### [WHAT THE EXERCISE ASKS]
Answer these questions using the seminar announcement.
1. Which university is Rob Pringle from?
2. In which regions is most of his work done?

Rob Pringle – EVE seminar speaker at #UCDavis today 4 PM –3 Kleiber Hall

Got this in email and thought it would be of interest to many .. should be worth going to.

Rob Pringle from Princeton is the first seminar speaker of the Ecology and Evolution seminar series. Rob is a very versatile ecologist with many interests and passions. (http://www.princeton.edu/eeb/people/display_person.xml?netid=rpringle)
His interests in his own words:

I seek to understand how direct and indirect species interactions (predation, herbivory, competition, mutualism) combine with abiotic factors (climate, habitat heterogeneity) to determine the diversity and abundance of species at multiple scales. My method is rooted in natural history and manipulative field experiments and supplemented by whatever computational, isotopic, molecular, remote-sensing, and social-scientific approaches are necessary to understand the mechanisms underlying phenomena in nature. Most of this work is done in the savannas of eastern and southern Africa.

(Data records)
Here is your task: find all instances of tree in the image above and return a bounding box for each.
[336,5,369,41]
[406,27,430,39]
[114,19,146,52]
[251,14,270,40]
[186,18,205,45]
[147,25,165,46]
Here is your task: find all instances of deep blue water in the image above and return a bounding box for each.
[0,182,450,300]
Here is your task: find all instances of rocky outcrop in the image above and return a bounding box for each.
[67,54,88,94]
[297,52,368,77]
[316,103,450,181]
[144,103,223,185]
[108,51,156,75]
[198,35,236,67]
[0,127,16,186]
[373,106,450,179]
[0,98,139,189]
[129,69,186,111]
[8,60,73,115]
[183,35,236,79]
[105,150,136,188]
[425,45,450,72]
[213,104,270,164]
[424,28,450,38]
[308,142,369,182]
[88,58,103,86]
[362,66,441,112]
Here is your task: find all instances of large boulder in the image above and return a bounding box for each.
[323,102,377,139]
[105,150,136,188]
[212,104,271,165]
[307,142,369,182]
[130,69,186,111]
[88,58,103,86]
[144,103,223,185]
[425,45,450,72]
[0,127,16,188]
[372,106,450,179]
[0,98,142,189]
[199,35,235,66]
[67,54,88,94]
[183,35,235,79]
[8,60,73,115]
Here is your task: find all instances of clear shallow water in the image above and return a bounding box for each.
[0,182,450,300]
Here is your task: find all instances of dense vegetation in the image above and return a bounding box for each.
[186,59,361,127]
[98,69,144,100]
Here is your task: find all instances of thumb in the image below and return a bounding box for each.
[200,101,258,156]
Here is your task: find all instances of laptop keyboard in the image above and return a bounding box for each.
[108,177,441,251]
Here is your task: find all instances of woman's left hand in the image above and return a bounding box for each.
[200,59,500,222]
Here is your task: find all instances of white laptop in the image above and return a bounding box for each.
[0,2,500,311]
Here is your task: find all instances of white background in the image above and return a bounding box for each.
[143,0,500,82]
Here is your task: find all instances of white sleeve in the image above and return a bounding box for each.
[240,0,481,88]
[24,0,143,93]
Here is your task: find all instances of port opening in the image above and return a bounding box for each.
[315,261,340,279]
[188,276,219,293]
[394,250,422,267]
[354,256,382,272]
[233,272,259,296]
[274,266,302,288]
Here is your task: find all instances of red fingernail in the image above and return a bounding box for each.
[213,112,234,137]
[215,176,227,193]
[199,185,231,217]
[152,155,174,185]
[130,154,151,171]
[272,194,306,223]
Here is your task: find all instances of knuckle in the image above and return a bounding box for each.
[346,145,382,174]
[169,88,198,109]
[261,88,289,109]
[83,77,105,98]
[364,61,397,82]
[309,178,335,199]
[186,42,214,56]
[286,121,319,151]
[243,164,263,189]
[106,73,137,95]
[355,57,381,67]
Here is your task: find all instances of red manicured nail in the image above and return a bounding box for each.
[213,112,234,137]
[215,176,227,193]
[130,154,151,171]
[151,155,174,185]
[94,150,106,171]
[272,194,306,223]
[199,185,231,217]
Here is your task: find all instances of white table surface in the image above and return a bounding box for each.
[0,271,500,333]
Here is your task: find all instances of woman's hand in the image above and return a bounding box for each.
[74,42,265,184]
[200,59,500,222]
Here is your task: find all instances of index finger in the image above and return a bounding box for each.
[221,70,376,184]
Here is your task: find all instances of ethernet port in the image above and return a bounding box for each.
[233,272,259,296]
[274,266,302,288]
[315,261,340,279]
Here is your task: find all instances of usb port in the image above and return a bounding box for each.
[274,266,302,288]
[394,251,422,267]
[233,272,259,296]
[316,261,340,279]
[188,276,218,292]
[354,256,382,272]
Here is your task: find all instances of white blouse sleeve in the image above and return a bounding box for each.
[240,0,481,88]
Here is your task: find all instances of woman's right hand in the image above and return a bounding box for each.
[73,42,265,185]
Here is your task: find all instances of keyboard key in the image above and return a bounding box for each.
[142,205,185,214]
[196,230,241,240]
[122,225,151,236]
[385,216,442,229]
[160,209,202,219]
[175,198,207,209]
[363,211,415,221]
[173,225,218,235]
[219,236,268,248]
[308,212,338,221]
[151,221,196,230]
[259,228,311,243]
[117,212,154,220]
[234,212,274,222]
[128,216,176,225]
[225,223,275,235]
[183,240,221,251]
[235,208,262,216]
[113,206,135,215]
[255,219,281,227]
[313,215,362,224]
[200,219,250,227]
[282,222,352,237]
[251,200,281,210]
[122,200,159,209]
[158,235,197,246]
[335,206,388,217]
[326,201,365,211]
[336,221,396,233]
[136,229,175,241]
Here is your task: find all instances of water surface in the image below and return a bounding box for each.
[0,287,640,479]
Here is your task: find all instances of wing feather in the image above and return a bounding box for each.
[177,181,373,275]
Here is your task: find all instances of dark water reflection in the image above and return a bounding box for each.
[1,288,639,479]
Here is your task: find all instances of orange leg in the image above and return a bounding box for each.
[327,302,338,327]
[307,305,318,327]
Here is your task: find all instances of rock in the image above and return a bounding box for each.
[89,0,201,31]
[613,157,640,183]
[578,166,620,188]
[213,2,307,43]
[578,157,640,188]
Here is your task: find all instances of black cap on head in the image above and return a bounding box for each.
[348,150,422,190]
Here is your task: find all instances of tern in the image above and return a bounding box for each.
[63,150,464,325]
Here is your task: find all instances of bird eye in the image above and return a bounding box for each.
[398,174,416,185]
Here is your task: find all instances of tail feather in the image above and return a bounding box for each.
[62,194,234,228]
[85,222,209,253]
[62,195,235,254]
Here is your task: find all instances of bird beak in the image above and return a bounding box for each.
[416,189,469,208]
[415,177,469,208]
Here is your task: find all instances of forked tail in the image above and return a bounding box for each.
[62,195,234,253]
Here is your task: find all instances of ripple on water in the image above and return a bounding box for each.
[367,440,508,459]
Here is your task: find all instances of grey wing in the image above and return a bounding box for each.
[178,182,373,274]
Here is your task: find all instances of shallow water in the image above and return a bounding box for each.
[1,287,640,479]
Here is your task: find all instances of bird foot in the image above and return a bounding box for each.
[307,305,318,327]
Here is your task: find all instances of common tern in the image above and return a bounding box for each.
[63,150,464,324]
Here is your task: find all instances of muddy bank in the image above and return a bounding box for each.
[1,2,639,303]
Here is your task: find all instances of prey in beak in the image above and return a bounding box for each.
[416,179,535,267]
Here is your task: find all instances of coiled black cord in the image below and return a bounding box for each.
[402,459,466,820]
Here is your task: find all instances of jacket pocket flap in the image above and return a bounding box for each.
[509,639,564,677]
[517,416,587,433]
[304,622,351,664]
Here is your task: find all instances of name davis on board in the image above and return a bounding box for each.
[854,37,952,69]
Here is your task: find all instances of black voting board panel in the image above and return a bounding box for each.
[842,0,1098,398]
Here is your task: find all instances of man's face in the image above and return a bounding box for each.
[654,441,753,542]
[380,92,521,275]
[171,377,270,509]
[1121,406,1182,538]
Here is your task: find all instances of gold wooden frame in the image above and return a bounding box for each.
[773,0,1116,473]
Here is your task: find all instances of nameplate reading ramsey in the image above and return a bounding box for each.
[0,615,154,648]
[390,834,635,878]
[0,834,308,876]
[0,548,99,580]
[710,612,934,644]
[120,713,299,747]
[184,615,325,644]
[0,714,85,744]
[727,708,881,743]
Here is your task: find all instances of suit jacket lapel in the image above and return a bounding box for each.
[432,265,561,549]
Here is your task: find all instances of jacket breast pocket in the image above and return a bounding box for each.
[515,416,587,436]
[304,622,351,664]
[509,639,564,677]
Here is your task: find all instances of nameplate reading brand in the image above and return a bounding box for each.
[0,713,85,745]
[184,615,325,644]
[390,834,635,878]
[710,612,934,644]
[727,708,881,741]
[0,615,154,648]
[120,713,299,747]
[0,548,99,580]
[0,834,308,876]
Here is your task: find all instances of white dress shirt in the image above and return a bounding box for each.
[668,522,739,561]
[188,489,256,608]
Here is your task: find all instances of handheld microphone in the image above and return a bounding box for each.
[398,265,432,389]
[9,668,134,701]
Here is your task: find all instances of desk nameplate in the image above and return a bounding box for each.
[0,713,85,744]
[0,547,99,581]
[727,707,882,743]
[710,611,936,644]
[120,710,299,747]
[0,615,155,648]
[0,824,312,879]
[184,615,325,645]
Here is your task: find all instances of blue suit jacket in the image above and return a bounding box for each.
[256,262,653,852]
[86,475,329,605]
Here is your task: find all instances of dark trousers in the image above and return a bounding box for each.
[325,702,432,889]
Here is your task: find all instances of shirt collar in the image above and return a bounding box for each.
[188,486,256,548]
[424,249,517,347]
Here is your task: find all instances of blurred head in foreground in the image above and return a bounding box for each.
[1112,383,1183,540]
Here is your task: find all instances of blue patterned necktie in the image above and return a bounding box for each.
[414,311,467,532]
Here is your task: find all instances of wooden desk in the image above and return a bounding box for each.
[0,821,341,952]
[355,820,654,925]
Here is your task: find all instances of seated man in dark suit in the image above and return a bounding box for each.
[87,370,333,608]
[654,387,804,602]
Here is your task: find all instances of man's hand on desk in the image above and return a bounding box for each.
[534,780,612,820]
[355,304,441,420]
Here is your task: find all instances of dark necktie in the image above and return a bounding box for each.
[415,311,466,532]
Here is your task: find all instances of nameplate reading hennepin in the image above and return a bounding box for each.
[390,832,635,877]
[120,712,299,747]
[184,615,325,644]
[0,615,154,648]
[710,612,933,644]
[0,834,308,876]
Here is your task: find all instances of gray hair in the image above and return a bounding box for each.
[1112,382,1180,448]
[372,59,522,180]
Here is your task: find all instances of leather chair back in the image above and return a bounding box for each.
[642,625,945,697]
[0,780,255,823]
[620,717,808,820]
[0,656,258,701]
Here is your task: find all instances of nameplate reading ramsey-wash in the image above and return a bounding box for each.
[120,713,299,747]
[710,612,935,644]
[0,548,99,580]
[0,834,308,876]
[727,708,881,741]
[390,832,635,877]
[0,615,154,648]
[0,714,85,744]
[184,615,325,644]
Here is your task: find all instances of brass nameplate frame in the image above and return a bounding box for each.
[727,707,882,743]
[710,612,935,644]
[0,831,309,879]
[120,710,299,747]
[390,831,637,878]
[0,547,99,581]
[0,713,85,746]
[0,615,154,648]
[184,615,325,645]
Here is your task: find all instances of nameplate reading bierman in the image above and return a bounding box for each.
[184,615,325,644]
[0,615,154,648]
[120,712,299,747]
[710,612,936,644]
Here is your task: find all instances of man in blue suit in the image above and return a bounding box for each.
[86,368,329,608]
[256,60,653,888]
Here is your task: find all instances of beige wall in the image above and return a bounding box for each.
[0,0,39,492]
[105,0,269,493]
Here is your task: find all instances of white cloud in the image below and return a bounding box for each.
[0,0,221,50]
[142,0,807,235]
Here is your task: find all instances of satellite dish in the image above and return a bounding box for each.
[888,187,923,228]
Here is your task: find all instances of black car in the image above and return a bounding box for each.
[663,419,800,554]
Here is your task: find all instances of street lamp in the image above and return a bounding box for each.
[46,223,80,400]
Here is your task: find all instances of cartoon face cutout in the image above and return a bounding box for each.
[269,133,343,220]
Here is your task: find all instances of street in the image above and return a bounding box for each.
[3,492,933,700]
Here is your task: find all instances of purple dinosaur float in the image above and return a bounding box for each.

### [ANSWER TO THE EXERCISE]
1. Princeton.
2. The savannas of eastern and southern Africa.